WHAT THE EXERCISE ASKS
Copy the data exactly from the line that contains "Spot the dark" through the line that contains "Spot the blurred dried", keeping both end lines and leaving out everything else.

** PROVIDED RECORDS follows **

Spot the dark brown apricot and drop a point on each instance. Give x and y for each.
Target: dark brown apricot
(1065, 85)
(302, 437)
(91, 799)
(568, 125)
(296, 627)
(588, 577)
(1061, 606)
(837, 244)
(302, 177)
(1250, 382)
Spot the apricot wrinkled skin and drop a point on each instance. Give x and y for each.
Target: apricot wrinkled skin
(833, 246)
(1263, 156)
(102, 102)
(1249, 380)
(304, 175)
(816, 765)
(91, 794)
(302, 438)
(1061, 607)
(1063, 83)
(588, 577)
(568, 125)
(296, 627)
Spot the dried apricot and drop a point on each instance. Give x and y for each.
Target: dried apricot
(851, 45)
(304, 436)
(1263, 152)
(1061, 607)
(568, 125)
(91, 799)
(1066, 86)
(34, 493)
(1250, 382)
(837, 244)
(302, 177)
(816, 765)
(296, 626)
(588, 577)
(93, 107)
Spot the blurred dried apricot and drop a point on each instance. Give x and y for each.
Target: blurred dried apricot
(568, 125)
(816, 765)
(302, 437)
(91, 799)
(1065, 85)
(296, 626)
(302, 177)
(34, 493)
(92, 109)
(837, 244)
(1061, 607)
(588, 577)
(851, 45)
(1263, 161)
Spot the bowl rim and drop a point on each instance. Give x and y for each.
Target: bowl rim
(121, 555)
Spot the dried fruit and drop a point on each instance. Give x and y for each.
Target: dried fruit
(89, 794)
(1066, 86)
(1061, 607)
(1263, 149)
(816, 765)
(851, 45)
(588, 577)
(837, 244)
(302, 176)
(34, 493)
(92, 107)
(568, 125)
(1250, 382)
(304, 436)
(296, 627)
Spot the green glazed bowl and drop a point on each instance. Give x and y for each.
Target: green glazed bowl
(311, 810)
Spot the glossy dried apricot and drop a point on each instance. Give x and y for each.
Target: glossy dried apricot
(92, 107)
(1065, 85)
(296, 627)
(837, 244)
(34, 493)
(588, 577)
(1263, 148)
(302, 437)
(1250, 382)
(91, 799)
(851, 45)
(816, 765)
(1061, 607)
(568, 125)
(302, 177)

** End of PROVIDED RECORDS **
** PROVIDED RECORDS follows **

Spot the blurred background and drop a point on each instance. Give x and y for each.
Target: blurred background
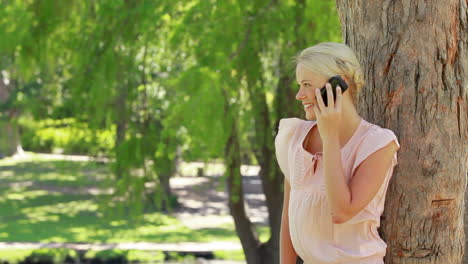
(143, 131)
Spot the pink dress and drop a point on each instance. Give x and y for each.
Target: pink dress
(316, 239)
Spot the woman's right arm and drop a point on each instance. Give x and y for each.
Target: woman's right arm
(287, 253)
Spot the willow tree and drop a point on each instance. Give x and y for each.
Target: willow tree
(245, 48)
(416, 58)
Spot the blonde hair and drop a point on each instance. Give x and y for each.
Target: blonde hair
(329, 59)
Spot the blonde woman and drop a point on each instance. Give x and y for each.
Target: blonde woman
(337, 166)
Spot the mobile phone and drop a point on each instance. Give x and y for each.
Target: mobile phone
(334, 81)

** End of PROVIDED RECORDS **
** PROVIDED RECORDS follows **

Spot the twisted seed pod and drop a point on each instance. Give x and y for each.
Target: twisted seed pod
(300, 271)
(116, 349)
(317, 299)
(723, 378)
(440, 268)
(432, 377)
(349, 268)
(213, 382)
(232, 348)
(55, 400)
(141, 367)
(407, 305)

** End of PROVIDED RECORDS **

EXERCISE SOLUTION
Spot the dark brown apricot and drop a point on each instance. Give x and y for each.
Target: dark brown apricot
(1065, 85)
(302, 437)
(91, 799)
(568, 125)
(296, 627)
(588, 577)
(1061, 606)
(837, 244)
(302, 177)
(1250, 382)
Spot the apricot wrinkled skin and drop a point on each instance. Give x and y for each.
Target: apricot wrinkled skin
(833, 246)
(1263, 156)
(102, 102)
(1249, 380)
(304, 175)
(816, 765)
(91, 794)
(302, 438)
(1061, 607)
(1063, 83)
(588, 577)
(568, 125)
(296, 627)
Spot the dried apricot and drop a point on each instance. Give x and y for each.
Target: dried apricot
(851, 45)
(304, 436)
(1263, 152)
(1061, 607)
(568, 125)
(91, 799)
(1066, 86)
(34, 493)
(1250, 382)
(837, 244)
(302, 177)
(816, 765)
(296, 626)
(588, 577)
(93, 107)
Spot the blurred dried apricot and drop a point on each instance. Give x and y for each.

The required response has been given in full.